— THE PROBLEM —
Copy out the listing exactly.

##### EXTRACTED MATERIAL #####

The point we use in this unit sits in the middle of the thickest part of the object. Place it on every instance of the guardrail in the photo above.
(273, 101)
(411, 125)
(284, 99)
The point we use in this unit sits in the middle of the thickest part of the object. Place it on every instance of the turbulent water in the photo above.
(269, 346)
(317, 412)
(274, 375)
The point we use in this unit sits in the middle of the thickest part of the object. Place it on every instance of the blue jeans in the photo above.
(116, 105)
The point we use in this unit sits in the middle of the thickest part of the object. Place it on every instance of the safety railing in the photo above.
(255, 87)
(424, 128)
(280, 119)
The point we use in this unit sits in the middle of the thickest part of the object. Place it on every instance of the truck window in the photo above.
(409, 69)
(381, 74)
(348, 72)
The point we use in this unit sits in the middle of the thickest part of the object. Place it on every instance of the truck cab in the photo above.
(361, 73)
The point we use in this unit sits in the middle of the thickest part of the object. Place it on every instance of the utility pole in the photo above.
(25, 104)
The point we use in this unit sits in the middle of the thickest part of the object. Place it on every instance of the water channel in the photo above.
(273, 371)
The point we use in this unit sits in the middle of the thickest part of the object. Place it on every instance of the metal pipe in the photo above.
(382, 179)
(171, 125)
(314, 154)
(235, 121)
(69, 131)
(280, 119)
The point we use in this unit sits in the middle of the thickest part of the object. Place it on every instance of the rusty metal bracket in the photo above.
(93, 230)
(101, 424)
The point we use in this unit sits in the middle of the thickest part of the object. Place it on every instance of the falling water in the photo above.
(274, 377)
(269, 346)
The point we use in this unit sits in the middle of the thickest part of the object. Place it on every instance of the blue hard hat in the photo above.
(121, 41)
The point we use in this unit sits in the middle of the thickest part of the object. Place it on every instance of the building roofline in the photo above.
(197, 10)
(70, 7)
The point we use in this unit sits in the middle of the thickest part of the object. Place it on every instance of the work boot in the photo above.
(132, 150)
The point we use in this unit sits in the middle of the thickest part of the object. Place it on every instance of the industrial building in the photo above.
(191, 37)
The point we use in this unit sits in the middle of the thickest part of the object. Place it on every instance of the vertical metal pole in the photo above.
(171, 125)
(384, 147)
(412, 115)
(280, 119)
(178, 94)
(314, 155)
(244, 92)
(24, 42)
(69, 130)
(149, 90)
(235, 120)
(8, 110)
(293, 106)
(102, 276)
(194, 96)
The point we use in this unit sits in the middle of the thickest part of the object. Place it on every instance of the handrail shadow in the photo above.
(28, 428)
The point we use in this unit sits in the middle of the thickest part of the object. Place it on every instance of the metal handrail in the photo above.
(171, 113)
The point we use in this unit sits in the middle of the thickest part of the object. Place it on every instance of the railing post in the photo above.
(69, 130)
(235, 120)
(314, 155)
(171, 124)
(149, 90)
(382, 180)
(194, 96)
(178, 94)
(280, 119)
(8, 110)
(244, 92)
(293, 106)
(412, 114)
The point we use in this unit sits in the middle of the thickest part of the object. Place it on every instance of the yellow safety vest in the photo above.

#####

— SOLVED EXERCISE —
The point we use in this unit sits in the middle of the thickest part of the object. Place it on every instance of the guardrail in the photo above.
(273, 101)
(411, 125)
(284, 99)
The point we use in this unit sits in the middle of the thickest part of the object. Place it on every instance of the turbulent water in the photo above.
(269, 346)
(317, 412)
(274, 375)
The point we use in this unit sits in the middle of the thickest part of the object. Place it on every instance of the blue jeans in the photo above.
(116, 105)
The point we use in this unit sits in the middle of the thickest part of the object. Place it on every instance of the safety railing in the photo above.
(255, 87)
(424, 128)
(280, 119)
The point we use in this unit sits in the middle of the thickest part of the object. Place it on every instance of the truck window in the photo above.
(409, 69)
(381, 74)
(348, 72)
The point we use in this unit sits in the middle of the thickest part of the object. Place it on every instance of the truck cab in the photo above.
(361, 73)
The point we use in this unit sits in the middle of the thickest part of the object. Place it on every instance of the utility pole in the photo above.
(25, 104)
The point we use in this unit sits in the middle of the thickest part of the object. Place it on every instance of the water channel in the photo above.
(273, 371)
The point we use in this unit sits in the middle of the thickest part of the object. Place it on every instance of the metal pipe in the photo above.
(382, 179)
(171, 125)
(314, 154)
(235, 121)
(69, 131)
(280, 119)
The point we use in this unit sits in the middle of the thickest part of the object. Place it on every instance of the rusty metal bracket in the photo above.
(93, 230)
(101, 424)
The point we use in this unit sits in the middle of the thickest part of the object. Place it on every instance of the falling water in the photo above.
(274, 377)
(269, 346)
The point we use in this unit sits in the middle of the thickest part of the object. Place it on every instance of the blue hard hat in the photo above.
(121, 41)
The point we use in this unit sits in the middle of the thickest part of the object. Place it on every instance of the building roofline in the photo above.
(197, 10)
(70, 7)
The point we use in this unit sits in the middle of the thickest part of the object. Place it on every instance of the work boot in the photo above.
(132, 150)
The point we use in this unit sits in the middle of the thickest part of the object. Place it on every instance of the industrial building in the photo above.
(191, 37)
The point we use in this unit sits in the middle of the thickest part of the object. Place it on every instance of the vertical metal pole in the photo above.
(171, 125)
(384, 147)
(412, 115)
(280, 119)
(178, 94)
(314, 155)
(244, 92)
(24, 42)
(69, 130)
(149, 90)
(235, 120)
(8, 110)
(293, 106)
(102, 276)
(194, 96)
The point we use in this unit sits in the middle of the thickest part of the object. Place it on every instance of the handrail shadow in the photo above.
(28, 428)
The point we use in this unit sits in the middle of the thickest part of the object. Place it on every instance of the metal handrail in the photo above.
(171, 113)
The point we use in this unit sits in the middle of the thickest part of the object. Place it on every instance of the railing post in the photo above.
(69, 130)
(235, 120)
(314, 155)
(171, 124)
(149, 90)
(382, 180)
(194, 96)
(178, 94)
(280, 119)
(8, 110)
(244, 92)
(293, 106)
(412, 114)
The point we use in this unit sits in the middle of the thickest part of the object. Place it on every instance of the yellow safety vest in the photo above.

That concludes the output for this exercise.